_Work required_.
Rewrite the listing from its first line through the line that holds "Text query: white car body", inclusive, putting "compact" in place of "lightweight" and keeping everything else the same. Leave the pictures out.

_Provided material_.

--- start ---

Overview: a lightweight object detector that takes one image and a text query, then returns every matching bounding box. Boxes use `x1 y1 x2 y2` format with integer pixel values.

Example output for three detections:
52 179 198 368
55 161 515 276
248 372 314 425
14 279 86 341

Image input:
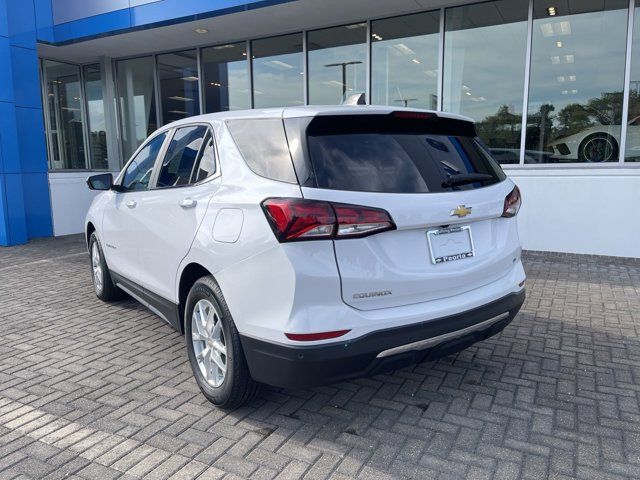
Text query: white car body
86 106 525 386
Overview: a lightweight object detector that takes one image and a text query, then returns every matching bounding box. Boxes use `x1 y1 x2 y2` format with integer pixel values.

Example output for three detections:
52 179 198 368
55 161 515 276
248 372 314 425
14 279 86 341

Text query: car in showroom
549 116 640 163
86 106 525 408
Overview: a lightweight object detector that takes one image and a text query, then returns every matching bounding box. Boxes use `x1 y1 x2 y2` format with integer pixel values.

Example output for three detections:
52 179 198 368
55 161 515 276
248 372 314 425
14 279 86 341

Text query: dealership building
0 0 640 257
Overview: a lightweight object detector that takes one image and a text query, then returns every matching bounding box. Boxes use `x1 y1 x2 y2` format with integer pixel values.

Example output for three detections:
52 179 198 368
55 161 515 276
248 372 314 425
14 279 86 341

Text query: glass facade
307 23 367 105
625 0 640 162
42 0 640 170
43 60 87 170
526 0 629 163
116 57 158 163
83 65 109 170
443 0 529 163
251 33 304 108
202 42 251 113
371 10 440 110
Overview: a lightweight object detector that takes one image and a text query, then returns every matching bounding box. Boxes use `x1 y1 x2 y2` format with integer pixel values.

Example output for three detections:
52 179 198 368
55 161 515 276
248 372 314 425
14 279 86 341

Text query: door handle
180 198 198 208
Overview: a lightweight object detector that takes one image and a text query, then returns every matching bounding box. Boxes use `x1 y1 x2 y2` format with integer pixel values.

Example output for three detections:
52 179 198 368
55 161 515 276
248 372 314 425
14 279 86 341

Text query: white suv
86 106 525 407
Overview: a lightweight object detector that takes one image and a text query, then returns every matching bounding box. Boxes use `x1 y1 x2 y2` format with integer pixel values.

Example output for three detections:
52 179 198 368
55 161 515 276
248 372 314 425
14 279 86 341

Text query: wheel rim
584 138 614 162
91 242 102 293
191 299 227 387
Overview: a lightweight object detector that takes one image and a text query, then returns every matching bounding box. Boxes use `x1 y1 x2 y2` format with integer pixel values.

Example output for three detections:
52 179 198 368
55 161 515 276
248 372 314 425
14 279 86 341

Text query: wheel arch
178 262 213 334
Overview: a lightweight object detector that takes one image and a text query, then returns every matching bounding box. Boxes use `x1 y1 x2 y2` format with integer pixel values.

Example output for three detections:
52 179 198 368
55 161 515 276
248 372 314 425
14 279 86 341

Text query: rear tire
184 277 260 409
89 232 125 302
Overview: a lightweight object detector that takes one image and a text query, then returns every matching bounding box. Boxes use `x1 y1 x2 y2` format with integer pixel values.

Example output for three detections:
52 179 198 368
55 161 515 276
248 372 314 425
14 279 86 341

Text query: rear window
288 114 506 193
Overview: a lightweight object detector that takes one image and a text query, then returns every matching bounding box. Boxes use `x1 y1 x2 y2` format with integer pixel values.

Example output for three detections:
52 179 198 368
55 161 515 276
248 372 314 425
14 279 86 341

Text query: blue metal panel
0 0 9 37
33 0 55 43
22 172 53 238
0 102 20 173
0 37 14 102
7 0 36 49
0 174 9 247
16 106 47 173
4 173 29 245
53 9 131 42
11 46 42 109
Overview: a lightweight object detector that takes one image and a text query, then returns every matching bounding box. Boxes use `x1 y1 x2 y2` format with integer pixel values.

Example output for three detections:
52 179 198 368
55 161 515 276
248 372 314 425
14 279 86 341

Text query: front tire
578 133 619 163
89 232 125 302
185 277 260 409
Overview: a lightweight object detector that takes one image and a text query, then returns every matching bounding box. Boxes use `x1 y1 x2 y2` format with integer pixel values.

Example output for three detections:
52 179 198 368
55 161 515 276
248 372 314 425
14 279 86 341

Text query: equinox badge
450 205 472 218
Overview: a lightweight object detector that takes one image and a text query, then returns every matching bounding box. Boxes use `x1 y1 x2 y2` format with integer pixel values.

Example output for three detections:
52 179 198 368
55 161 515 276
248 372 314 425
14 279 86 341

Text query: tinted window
227 118 297 183
122 133 167 191
195 132 217 182
158 125 207 188
300 116 505 193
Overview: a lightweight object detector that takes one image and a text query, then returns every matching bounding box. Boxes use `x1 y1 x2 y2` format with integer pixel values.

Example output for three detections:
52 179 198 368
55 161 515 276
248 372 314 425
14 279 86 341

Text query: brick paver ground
0 237 640 480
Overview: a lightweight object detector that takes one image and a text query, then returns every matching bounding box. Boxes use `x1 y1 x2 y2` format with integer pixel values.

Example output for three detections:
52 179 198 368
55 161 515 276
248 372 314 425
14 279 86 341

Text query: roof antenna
342 93 367 105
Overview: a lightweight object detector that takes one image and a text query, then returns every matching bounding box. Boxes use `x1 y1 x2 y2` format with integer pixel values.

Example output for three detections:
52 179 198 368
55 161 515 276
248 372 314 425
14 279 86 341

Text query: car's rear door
290 114 520 310
138 124 220 300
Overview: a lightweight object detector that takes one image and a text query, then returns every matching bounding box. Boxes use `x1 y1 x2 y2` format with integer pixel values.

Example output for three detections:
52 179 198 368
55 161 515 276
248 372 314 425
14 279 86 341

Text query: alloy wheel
191 299 227 387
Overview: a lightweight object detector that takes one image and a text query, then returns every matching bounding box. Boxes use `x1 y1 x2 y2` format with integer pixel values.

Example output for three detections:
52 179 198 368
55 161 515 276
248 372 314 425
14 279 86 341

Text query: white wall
505 166 640 257
49 172 117 236
49 166 640 257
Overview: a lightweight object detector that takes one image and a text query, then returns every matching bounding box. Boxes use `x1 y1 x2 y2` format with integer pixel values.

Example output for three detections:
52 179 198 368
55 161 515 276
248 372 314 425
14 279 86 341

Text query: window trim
149 122 221 191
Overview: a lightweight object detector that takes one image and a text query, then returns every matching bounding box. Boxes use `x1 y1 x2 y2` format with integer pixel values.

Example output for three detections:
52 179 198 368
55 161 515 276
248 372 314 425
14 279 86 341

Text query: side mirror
87 173 113 190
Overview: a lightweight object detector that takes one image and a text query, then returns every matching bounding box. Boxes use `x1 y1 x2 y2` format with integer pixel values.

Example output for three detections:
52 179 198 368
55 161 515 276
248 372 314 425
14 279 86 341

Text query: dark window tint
158 126 207 188
300 116 505 193
195 132 217 182
122 133 167 191
227 118 297 183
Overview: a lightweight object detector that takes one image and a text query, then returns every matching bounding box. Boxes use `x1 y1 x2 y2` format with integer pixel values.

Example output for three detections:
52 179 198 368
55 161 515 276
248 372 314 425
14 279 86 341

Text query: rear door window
290 115 506 193
157 125 208 188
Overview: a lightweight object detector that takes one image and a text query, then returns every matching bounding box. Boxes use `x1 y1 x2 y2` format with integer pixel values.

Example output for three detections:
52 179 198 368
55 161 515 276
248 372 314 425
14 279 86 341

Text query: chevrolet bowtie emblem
451 205 472 218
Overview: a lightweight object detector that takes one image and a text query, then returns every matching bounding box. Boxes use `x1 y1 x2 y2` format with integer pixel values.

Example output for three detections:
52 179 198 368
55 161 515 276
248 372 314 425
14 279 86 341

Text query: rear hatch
285 111 520 310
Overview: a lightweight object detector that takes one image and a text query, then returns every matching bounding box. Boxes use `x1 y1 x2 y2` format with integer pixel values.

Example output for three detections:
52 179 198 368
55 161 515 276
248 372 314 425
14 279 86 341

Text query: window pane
227 118 297 183
251 33 304 108
84 65 109 170
526 0 629 163
117 57 158 162
371 11 440 110
307 23 367 105
158 50 200 125
195 131 217 182
202 42 251 113
158 126 207 188
443 0 529 163
626 0 640 162
44 60 87 170
122 133 167 191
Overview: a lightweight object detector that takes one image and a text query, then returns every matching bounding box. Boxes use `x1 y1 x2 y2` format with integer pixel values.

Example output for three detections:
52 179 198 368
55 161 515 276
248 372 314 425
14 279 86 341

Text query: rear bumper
241 290 525 388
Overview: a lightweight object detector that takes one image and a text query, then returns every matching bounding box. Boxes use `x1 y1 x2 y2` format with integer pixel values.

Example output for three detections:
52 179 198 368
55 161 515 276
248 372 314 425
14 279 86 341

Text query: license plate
427 227 473 265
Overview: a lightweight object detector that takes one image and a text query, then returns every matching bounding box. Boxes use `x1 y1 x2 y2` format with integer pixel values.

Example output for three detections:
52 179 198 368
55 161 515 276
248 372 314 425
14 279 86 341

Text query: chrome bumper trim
376 312 509 358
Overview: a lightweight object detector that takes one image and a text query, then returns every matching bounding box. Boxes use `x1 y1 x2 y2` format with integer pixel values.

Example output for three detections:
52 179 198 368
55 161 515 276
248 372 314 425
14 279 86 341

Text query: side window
122 133 167 192
157 125 208 188
193 131 217 183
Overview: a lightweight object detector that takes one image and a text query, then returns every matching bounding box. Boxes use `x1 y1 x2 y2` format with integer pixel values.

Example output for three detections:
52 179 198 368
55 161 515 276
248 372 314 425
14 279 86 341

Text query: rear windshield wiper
442 173 493 188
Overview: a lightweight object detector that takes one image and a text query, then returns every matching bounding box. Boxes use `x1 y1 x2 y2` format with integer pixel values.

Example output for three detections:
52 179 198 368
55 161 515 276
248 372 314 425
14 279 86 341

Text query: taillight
262 198 396 242
502 187 522 218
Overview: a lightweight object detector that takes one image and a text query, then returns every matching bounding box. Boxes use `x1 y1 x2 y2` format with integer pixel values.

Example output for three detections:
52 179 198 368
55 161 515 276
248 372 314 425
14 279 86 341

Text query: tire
184 277 260 409
578 133 619 163
89 232 126 302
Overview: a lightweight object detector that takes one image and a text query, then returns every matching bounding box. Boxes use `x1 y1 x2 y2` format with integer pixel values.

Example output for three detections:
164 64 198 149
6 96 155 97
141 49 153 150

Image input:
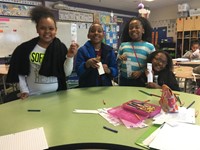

--- end ---

_Completed exercise_.
Overview: a compact object detector that takes one image and a text query, then returns every matching bounding box. Boxes use `x1 y1 x2 y2` format with integer pixel values.

Example output for three detections:
52 179 198 368
55 161 515 276
248 372 314 425
14 279 86 341

Image input:
Text query: white car body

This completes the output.